# TEXT PROVIDED:
*** Begin section ***

Your Excellencies, All other protocols observed, Distinguished Ladies and Gentlemen.
Annually, I am invited to fora just as this or gatherings that aim to examine the subject of growth, especially as it affects Africa.
Several decisions and policy documents are churned out at the end of such meetings. Yet, this is 2017 and the continent is far from the realisation of the numerous promises of the elusive subject of growth.
For example, my country Sierra Leone has been a subject of various international discussions on rebuilding the nation after its brutal decade long civil war.
Today, it still remains in the back water of underdevelopment; still thinking about economic growth, which will lift its people out of the mire of poverty. Yet, this country is exceedingly rich in resources and with unbelievable potentials.
So, where does this economic growth actually come from?
I am aware that there are eminent personalities and scholars at this summit who are better qualified than I am and who will do justice to the theme of leveraging our shared heritage for collective growth; so I will not pre-empt some of the exhaustive research and submissions that will be made in their presentations.
Instead, as we gather this year for the ritual of honing the mandate to promote the interests of the African bloc of the Commonwealth of Nations, I wish to focus on a personal and passionate plea about the importance of utilising the strength of the African continent, especially and the collective resources of the commonwealth in general, for the benefit of the people of member states.
If we remember that what made the United Kingdom great in its hey days was the utilisation of the collective resources of the nations that made up its empire, then it behoves us to appreciate the enormity of the power that lies in our collective heritage.
I must confess that in looking across the achievements of the past decade, I am saddened that much more has not been achieved in the goal of lifting Africa.
Yes, African member states are recipients of generous aid and financial commitment from the United Kingdom, but the truth is that in general, the level of economic co-operation has been and continues to be skewed in favour of the developed world.
The continent has been literarily left to labour alone by the wealthier and more buoyant members, in deference to the trade and economic benefits of and from other regional and more advanced economies.
Because of this lack of mutual confidence and preference, the potentials for exponential economic development that abound within the seas, shores, ground and surface of the continent has been and continues to be lost to both sides.
This is why at this year’s summit; as the world economic dynamics change as a result of BREXIT and the tremendous progress being experienced against all odds by African countries, I remember the words of the former US Vice President, Al Gore, that we have to abandon the conceit that isolated personal actions are going to solve the dream of economic prosperity, sustainable development and closer co-operation.
Our policies, actions and focus, not only have to shift but they must do so faster than the speed of lightning. It has become that imperative.
There comes a time and a season in human existence where we can no longer defer the exigency of choice on what next; as we have seen demonstrated by the people of the United Kingdom.

*** End section ***

# THE DATA:
*** Begin section ***

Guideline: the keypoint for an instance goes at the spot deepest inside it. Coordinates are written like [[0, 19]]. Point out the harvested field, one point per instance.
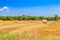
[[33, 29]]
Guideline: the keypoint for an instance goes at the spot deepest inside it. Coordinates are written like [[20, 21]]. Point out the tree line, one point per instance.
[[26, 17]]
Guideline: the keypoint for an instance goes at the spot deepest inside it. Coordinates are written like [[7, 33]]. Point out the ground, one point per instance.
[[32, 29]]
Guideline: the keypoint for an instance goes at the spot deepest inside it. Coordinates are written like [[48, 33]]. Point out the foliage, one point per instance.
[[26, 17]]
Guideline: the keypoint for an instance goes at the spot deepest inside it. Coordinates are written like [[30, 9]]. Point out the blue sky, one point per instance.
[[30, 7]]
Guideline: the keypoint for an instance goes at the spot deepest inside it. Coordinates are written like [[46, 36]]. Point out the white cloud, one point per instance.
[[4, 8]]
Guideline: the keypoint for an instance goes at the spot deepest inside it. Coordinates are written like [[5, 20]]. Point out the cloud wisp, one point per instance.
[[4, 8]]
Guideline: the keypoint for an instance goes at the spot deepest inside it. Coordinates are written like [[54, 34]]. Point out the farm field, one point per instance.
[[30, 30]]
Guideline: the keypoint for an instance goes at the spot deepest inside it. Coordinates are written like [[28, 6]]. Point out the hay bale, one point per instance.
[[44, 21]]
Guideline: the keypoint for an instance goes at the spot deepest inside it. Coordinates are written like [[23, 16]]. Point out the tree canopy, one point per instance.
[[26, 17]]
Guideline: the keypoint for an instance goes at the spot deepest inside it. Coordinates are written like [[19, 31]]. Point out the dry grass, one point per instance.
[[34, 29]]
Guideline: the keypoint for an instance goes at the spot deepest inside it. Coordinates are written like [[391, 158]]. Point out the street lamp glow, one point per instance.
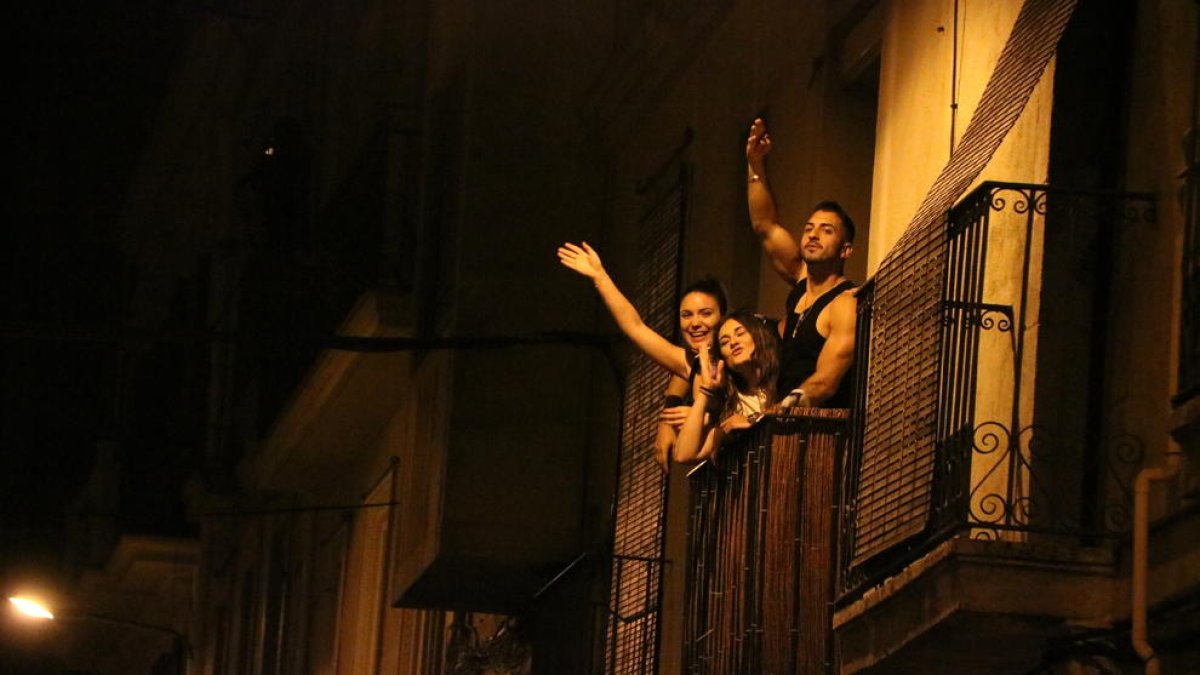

*** End section ***

# WHAT YOU WILL DO:
Copy, word for word, the stretch of the speech from "I am aware that" through "in their presentations.". The lines have nothing to do with the speech.

# FINISHED EXERCISE:
I am aware that there are eminent personalities and scholars at this summit who are better qualified than I am and who will do justice to the theme of leveraging our shared heritage for collective growth; so I will not pre-empt some of the exhaustive research and submissions that will be made in their presentations.